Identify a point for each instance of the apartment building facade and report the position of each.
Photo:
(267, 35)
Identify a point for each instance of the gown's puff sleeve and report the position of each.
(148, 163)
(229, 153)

■ **INSTRUCTIONS TO FOLLOW**
Rewrite the portion of the material that opens with the line containing "Identify a point for each instance of the gown's" and closes with the final line of the material, both ends included, keeping the requests. Shift every coordinate in the answers by -56 and leave the requests unchanged.

■ **EXERCISE RESPONSE**
Identify a point for each instance of the gown's puff sleeve and report the position of each.
(92, 107)
(173, 97)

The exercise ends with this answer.